Records from a collection
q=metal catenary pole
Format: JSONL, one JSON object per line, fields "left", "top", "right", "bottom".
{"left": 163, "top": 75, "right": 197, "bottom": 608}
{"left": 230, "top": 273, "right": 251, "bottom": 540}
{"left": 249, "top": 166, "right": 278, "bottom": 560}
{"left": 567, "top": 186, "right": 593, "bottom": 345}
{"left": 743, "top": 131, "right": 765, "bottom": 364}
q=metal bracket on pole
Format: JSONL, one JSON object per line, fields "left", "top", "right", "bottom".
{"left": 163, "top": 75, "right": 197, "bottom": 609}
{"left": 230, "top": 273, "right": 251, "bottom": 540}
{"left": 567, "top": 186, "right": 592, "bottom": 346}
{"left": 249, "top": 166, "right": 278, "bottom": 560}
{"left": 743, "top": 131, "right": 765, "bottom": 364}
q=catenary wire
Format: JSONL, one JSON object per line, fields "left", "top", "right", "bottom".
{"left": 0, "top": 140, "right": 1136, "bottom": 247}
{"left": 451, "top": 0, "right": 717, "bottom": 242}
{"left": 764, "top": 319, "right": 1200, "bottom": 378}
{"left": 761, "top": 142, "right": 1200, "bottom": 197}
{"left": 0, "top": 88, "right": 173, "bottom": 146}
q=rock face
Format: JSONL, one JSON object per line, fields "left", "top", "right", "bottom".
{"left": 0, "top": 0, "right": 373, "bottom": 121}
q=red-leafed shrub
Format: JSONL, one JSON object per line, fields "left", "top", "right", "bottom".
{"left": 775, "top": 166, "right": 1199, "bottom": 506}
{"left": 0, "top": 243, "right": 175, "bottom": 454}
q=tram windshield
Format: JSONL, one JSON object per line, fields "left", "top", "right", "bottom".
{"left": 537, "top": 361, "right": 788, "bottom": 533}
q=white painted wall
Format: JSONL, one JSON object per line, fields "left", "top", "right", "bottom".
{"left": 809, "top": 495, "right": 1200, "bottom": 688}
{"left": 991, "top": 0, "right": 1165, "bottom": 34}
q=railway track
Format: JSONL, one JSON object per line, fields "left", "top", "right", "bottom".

▶ ACTION ITEM
Would you please repeat exactly the lines above, starting at the line with "q=red-leafed shrub" and stopping at the line with "q=white painted wall", both included?

▶ REPLY TO THE TASK
q=red-leafed shrub
Format: JSONL, one JSON object per line, fields "left", "top", "right", "bottom".
{"left": 775, "top": 166, "right": 1199, "bottom": 506}
{"left": 0, "top": 243, "right": 175, "bottom": 454}
q=tram windshield
Format: JSONL, one JSON object per line, fields "left", "top", "right", "bottom".
{"left": 537, "top": 361, "right": 788, "bottom": 533}
q=white painted wall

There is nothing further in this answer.